··· PROVIDED RECORDS
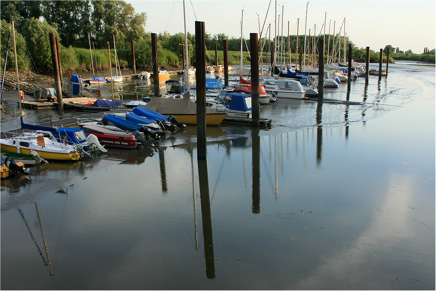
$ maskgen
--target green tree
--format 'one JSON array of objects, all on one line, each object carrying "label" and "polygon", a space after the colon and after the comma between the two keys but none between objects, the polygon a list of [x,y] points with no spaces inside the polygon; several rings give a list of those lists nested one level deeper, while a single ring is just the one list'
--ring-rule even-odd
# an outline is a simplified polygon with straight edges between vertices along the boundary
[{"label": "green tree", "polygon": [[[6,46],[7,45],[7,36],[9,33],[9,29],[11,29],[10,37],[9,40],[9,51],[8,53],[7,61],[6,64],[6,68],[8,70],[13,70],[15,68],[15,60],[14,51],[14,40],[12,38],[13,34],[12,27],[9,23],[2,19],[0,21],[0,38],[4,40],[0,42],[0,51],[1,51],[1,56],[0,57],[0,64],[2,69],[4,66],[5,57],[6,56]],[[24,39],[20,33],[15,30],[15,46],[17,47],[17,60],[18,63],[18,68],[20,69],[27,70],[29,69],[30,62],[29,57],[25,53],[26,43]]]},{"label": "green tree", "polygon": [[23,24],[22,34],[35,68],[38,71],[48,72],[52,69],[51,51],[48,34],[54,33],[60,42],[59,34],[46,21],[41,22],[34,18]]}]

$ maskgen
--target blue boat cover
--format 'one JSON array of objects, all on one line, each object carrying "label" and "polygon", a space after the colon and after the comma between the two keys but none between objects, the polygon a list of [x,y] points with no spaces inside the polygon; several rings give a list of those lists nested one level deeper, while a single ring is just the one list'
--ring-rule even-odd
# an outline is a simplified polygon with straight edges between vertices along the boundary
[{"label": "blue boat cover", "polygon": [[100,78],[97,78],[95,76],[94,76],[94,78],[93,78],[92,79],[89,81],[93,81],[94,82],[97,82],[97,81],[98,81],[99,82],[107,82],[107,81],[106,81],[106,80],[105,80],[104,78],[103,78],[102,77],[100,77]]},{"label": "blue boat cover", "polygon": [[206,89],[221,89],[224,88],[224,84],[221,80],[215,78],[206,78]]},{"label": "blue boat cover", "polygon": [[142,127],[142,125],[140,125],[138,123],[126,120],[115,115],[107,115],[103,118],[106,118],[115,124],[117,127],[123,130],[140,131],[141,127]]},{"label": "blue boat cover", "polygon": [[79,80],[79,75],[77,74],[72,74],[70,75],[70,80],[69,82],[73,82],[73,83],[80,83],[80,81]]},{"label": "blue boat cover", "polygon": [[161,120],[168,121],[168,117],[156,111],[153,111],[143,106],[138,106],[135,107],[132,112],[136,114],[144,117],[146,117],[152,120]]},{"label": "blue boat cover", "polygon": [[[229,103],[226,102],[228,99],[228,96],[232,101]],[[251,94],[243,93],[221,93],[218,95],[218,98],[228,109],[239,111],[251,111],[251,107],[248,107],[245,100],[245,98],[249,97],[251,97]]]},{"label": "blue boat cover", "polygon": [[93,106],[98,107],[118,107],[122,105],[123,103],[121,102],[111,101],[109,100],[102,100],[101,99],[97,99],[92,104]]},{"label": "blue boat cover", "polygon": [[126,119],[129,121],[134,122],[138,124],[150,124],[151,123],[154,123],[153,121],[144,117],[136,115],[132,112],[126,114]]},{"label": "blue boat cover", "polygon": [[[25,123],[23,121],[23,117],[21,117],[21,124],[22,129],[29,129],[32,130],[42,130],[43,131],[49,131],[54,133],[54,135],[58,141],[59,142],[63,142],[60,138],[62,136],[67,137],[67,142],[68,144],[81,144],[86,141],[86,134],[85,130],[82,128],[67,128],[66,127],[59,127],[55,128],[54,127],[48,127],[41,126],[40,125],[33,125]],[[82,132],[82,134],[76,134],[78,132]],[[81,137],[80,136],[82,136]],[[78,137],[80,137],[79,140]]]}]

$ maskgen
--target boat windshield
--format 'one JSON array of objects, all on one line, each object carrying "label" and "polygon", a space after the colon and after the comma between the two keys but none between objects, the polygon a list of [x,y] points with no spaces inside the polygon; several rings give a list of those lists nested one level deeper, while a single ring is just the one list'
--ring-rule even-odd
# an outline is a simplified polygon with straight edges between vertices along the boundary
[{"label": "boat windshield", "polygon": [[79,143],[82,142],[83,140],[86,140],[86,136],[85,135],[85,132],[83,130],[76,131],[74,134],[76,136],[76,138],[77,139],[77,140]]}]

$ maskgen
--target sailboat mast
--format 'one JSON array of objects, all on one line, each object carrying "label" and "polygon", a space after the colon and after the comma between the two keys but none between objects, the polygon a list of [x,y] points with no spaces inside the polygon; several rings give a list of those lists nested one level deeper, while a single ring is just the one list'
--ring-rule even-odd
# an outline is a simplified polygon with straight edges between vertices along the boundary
······
■ INSTRUCTIONS FOR THE TASK:
Pick out each line in the records above that contains the string "target" and copy those lines.

■ THE ANSWER:
--target green tree
--target blue boat cover
--target boat windshield
--target sailboat mast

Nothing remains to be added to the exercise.